(Saved data entries)
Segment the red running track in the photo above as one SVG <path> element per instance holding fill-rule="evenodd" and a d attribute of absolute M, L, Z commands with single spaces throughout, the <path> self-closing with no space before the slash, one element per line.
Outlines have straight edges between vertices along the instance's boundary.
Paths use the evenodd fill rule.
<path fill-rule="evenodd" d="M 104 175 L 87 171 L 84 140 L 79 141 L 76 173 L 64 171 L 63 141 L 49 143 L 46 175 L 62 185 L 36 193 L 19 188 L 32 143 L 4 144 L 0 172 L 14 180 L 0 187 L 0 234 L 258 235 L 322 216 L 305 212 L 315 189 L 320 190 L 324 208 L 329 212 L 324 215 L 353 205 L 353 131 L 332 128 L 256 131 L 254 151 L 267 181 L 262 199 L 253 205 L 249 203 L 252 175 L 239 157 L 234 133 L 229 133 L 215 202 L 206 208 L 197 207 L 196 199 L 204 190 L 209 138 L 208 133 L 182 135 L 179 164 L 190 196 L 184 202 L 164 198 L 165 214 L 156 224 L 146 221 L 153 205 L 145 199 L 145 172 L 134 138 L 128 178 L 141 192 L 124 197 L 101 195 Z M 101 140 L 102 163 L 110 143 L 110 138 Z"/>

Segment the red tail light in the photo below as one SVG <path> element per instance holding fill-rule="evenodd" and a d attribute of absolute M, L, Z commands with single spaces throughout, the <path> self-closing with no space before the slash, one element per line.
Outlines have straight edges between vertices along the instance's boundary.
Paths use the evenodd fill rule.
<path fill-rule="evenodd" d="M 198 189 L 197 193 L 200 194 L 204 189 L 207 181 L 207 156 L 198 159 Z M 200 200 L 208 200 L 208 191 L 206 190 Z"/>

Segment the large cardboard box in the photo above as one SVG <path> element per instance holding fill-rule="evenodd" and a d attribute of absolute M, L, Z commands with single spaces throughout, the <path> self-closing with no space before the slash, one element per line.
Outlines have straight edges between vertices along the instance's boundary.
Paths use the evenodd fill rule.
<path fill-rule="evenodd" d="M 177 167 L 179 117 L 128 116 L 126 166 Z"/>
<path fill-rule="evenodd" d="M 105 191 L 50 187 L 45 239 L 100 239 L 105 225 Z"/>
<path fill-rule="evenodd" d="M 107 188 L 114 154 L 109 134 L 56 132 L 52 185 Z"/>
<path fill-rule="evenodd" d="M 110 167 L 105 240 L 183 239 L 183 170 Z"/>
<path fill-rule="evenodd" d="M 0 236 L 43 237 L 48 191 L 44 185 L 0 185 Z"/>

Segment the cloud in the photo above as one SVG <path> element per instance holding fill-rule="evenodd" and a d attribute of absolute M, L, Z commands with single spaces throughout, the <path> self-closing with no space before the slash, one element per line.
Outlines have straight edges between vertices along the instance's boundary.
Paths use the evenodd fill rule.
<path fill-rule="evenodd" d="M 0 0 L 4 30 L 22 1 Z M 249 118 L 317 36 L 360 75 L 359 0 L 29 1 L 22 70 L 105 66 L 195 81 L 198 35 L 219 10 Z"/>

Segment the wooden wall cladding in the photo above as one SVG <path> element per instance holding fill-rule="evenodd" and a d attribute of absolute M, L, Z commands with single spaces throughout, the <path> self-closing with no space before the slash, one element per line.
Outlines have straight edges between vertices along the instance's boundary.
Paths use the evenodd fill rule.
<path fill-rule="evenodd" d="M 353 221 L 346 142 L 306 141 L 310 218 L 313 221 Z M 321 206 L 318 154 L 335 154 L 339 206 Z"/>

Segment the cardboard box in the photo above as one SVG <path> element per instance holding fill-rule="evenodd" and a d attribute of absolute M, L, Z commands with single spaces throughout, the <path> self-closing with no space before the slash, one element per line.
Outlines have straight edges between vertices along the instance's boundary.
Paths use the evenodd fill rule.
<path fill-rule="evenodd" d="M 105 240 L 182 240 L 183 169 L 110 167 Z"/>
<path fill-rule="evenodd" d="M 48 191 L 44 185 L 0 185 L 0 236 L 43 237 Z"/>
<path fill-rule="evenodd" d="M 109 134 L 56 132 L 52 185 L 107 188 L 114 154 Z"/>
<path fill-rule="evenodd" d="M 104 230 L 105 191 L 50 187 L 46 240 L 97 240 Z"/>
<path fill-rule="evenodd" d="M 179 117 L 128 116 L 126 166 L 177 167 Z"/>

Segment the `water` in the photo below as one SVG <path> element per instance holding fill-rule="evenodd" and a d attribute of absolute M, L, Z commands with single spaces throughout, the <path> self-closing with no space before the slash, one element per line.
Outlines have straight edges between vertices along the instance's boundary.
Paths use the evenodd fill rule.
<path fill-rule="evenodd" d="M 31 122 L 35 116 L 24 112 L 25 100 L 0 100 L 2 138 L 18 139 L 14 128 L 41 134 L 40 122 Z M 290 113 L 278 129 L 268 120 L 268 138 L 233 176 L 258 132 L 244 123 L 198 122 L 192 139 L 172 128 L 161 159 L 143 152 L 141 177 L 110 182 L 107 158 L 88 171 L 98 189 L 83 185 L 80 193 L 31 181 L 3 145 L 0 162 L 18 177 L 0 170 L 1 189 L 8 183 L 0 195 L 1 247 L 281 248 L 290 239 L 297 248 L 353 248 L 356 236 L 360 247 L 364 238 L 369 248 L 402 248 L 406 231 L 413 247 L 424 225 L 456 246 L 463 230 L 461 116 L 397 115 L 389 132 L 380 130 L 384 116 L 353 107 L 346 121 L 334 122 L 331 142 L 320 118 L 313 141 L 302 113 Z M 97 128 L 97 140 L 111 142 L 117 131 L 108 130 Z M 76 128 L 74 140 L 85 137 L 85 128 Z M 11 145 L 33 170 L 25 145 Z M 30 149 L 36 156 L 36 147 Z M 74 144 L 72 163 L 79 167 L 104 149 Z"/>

Instructions for the task: Reproduce every record above word for word, line by line, without changing anything.

Finished exercise:
Segment the red running track in the photo above as one SVG <path> element per instance holding fill-rule="evenodd" and a d attribute of absolute M, L, Z commands with single spaces throughout, the <path> self-closing with no space before the slash, one element per line.
Outlines have straight edges between vertices along the instance's boundary.
Paths use the evenodd fill rule.
<path fill-rule="evenodd" d="M 104 175 L 87 171 L 84 140 L 79 141 L 76 173 L 64 171 L 63 141 L 49 143 L 46 175 L 62 185 L 36 193 L 19 188 L 32 143 L 4 144 L 0 172 L 14 180 L 0 187 L 0 234 L 258 235 L 322 216 L 305 212 L 315 189 L 320 190 L 324 208 L 329 212 L 324 215 L 353 205 L 353 131 L 332 128 L 256 131 L 254 151 L 267 181 L 262 199 L 253 205 L 249 203 L 252 175 L 239 157 L 234 133 L 229 133 L 215 202 L 206 208 L 197 207 L 196 199 L 204 190 L 209 138 L 208 133 L 182 135 L 179 164 L 190 196 L 184 202 L 164 198 L 165 214 L 156 224 L 146 221 L 153 205 L 145 199 L 145 172 L 134 138 L 128 178 L 141 192 L 124 197 L 101 195 Z M 101 140 L 102 163 L 110 143 L 110 138 Z"/>

Segment the red tail light in the photo below as one SVG <path> element per instance holding fill-rule="evenodd" and a d attribute of absolute M, L, Z commands with single spaces throughout, the <path> self-closing with no space before the slash, one element per line.
Outlines have straight edges between vertices along the instance's boundary.
Paths use the evenodd fill rule.
<path fill-rule="evenodd" d="M 198 189 L 197 193 L 200 194 L 204 189 L 207 181 L 207 156 L 198 159 Z M 200 200 L 208 200 L 208 191 L 206 190 Z"/>

Segment the large cardboard box in the photo above as one SVG <path> element per instance holding fill-rule="evenodd" and a d attribute of absolute M, L, Z commands with single spaces throughout, the <path> self-closing with no space before the slash, one element per line.
Outlines have straight edges between vertices along the instance's boundary.
Paths use the evenodd fill rule.
<path fill-rule="evenodd" d="M 177 167 L 179 117 L 128 116 L 126 166 Z"/>
<path fill-rule="evenodd" d="M 105 191 L 50 187 L 45 239 L 100 239 L 105 225 Z"/>
<path fill-rule="evenodd" d="M 107 188 L 114 154 L 109 134 L 56 132 L 52 185 Z"/>
<path fill-rule="evenodd" d="M 110 167 L 105 240 L 183 239 L 183 170 Z"/>
<path fill-rule="evenodd" d="M 0 236 L 43 237 L 48 191 L 44 185 L 0 185 Z"/>

Segment the cloud in the photo above as one SVG <path> element per instance holding fill-rule="evenodd" and a d attribute of absolute M, L, Z commands with single spaces throughout, the <path> self-closing with no space before the slash, one element per line.
Outlines have straight edges between vertices along the instance's boundary.
Paths use the evenodd fill rule.
<path fill-rule="evenodd" d="M 0 0 L 4 30 L 22 1 Z M 249 118 L 317 36 L 360 75 L 359 0 L 29 1 L 22 70 L 105 66 L 195 81 L 198 35 L 219 10 Z"/>

Segment the wooden wall cladding in the photo above as one SVG <path> element per instance holding fill-rule="evenodd" and a d attribute of absolute M, L, Z commands with single spaces throughout, the <path> self-closing with no space before the slash, one element per line.
Outlines have straight edges between vertices along the instance's boundary.
Paths use the evenodd fill rule.
<path fill-rule="evenodd" d="M 353 221 L 346 142 L 306 141 L 310 218 L 313 221 Z M 321 206 L 318 154 L 335 154 L 339 206 Z"/>

Segment the cardboard box in the photo above as one SVG <path> element per instance holding fill-rule="evenodd" and a d attribute of absolute M, L, Z commands with single spaces throughout, the <path> self-closing with no space before the slash, one element per line.
Outlines have straight edges between vertices along the instance's boundary.
Paths use the evenodd fill rule.
<path fill-rule="evenodd" d="M 105 240 L 182 240 L 183 169 L 110 167 Z"/>
<path fill-rule="evenodd" d="M 48 191 L 44 185 L 0 185 L 0 236 L 43 237 Z"/>
<path fill-rule="evenodd" d="M 109 134 L 56 132 L 52 185 L 107 188 L 114 154 Z"/>
<path fill-rule="evenodd" d="M 104 230 L 105 191 L 50 187 L 46 240 L 97 240 Z"/>
<path fill-rule="evenodd" d="M 179 117 L 128 116 L 126 166 L 177 167 Z"/>

Segment the `water` in the photo below as one SVG <path> element per instance holding fill-rule="evenodd" and a d attribute of absolute M, L, Z commands with single spaces throughout, the <path> self-closing with no space before the slash, one element per line.
Outlines have straight edges between vertices along the instance's boundary.
Paths use the evenodd fill rule.
<path fill-rule="evenodd" d="M 31 122 L 35 116 L 24 112 L 25 100 L 0 100 L 2 138 L 18 139 L 14 128 L 41 134 L 40 122 Z M 290 113 L 278 129 L 268 120 L 268 138 L 233 176 L 258 132 L 244 123 L 198 122 L 192 139 L 172 128 L 161 159 L 143 152 L 141 177 L 110 182 L 107 158 L 88 171 L 98 189 L 83 185 L 80 193 L 31 181 L 3 145 L 0 162 L 18 177 L 0 170 L 1 189 L 8 183 L 0 195 L 1 247 L 281 248 L 290 239 L 297 248 L 353 248 L 356 236 L 360 247 L 364 238 L 369 248 L 402 248 L 406 231 L 413 247 L 424 225 L 456 246 L 463 230 L 461 116 L 397 115 L 389 132 L 380 130 L 384 116 L 353 107 L 346 121 L 334 122 L 331 142 L 320 118 L 313 141 L 302 113 Z M 97 128 L 97 140 L 111 142 L 117 131 L 108 130 Z M 76 128 L 74 140 L 85 137 L 85 128 Z M 11 145 L 33 170 L 25 145 Z M 30 149 L 36 156 L 36 147 Z M 74 144 L 72 163 L 79 167 L 104 149 Z"/>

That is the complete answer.